──────── Record set
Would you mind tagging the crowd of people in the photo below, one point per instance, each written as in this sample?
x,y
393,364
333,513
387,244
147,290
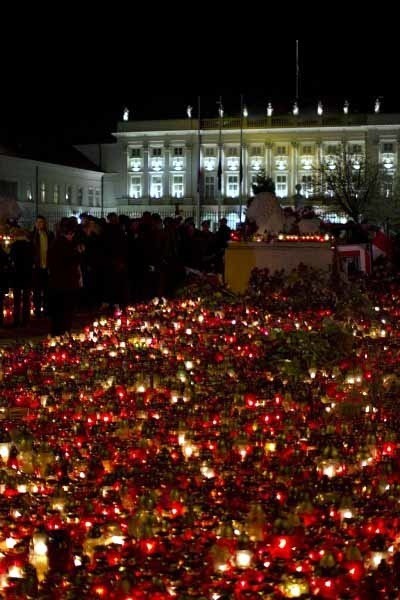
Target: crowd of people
x,y
103,263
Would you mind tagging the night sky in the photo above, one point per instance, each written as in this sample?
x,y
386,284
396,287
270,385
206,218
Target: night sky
x,y
76,95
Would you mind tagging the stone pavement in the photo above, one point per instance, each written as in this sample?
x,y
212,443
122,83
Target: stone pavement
x,y
38,329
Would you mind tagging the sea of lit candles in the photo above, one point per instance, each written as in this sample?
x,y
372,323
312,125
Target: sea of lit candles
x,y
166,454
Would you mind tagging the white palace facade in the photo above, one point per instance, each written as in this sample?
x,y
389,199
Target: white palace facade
x,y
154,165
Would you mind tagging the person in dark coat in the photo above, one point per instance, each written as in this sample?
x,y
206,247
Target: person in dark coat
x,y
65,279
42,239
4,280
21,258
────────────────
=== Exercise details ===
Return the entries unchanged, save for the pictures, which do not belong in the copy.

=== Response box ===
Would you mind tagging the crowd of people in the photo below, one point per instance, each written as in this sample?
x,y
393,364
333,513
387,244
147,290
Target: crowd of people
x,y
103,263
Would you mind tagging the night sky in the photo above, one point per instance, each written as in this sample?
x,y
386,284
396,287
270,385
206,218
Target: night sky
x,y
76,95
Would you mind tagging the stone pavement in the photo above, one point per instance, each written as in this sample?
x,y
212,443
122,83
Target: stone pavement
x,y
38,329
Would you mind tagging the sea of lit candles in the photo above, one point per instance, each written as in this sample?
x,y
372,323
312,125
Target: sea of lit candles
x,y
166,454
Would you mind tagging the white palace facade in the photo above, one point per instance, each written as in this sample?
x,y
389,199
Target: white palace facade
x,y
154,165
Would you mind tagging the person in dark coat in the photo above, one point per instance, each written as in this sample?
x,y
206,247
Target: person in dark coat
x,y
65,279
42,239
4,280
21,258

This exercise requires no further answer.